> Provided data:
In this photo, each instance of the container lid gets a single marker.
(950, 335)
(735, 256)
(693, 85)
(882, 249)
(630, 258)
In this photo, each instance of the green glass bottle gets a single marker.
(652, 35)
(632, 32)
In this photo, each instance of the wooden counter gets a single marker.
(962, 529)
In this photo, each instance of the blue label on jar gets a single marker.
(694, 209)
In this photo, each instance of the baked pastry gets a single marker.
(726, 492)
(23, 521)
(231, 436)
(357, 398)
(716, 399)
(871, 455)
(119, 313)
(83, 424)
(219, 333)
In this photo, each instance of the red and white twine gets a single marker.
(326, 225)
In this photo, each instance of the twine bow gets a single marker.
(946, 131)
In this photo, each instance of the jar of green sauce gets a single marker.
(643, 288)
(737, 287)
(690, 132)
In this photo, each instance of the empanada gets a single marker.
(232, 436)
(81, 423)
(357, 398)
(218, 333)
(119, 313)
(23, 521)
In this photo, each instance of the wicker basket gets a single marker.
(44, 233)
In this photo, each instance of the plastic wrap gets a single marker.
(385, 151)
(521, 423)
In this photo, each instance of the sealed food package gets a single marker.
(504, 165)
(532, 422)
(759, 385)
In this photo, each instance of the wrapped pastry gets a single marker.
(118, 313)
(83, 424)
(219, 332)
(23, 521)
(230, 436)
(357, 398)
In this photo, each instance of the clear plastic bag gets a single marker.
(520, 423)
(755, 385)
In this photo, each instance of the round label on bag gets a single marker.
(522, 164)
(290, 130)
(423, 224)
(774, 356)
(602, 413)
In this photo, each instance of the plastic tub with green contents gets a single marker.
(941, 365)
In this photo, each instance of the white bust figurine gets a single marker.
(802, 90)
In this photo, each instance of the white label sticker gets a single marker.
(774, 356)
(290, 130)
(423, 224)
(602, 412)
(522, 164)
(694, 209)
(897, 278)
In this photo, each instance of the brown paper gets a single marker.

> Aim: Send back each record exactly as it stands.

> Response for this exercise:
In this photo, each instance of the container lid gets a single marker.
(950, 335)
(735, 256)
(693, 85)
(882, 249)
(630, 258)
In this photo, each instance of the green glass bottle gets a single marker.
(652, 35)
(632, 32)
In this photo, each instance of the wooden counter gets a single marker.
(962, 529)
In this photo, each instance of the blue label on jar gets a single marker.
(694, 209)
In this photo, each instance of the baked pastry gets a single marker.
(726, 492)
(23, 521)
(231, 436)
(357, 398)
(716, 399)
(871, 455)
(119, 313)
(83, 424)
(219, 333)
In this photo, each instance of the red and white twine gets a single marker.
(326, 225)
In this photo, each instance of the twine bow gets a single marker.
(946, 131)
In this photo, each instance of the jar of green sauce gets a single marker.
(643, 288)
(737, 287)
(690, 132)
In this photo, each instance of the empanada gets a single marker.
(232, 436)
(81, 423)
(357, 398)
(218, 333)
(119, 313)
(23, 521)
In this photo, each instance of the wicker basket gets a single marker.
(44, 233)
In this photo, each instance of the plastic wrap gets a single marker.
(385, 151)
(521, 423)
In this photo, each instance of the sealed food package gets a single marker.
(504, 165)
(532, 422)
(759, 385)
In this photo, each instance of the wrapped pastry gets a single marker.
(118, 313)
(83, 424)
(219, 332)
(23, 521)
(230, 436)
(357, 398)
In this photo, each instance of the clear plastic bag gets a single marker.
(520, 423)
(755, 385)
In this photo, each instance of the round label on bag gets a single marker.
(522, 164)
(290, 130)
(423, 224)
(774, 356)
(602, 413)
In this photo, each instance of the plastic tub with green contents gets a single marker.
(941, 365)
In this photo, each instance of the white bust figurine gets a single marker.
(802, 90)
In this photo, each instance of the white label sticker gets a single marker.
(774, 356)
(290, 130)
(423, 224)
(602, 412)
(522, 164)
(694, 209)
(897, 278)
In this photo, each instance of the brown paper gets a single marker.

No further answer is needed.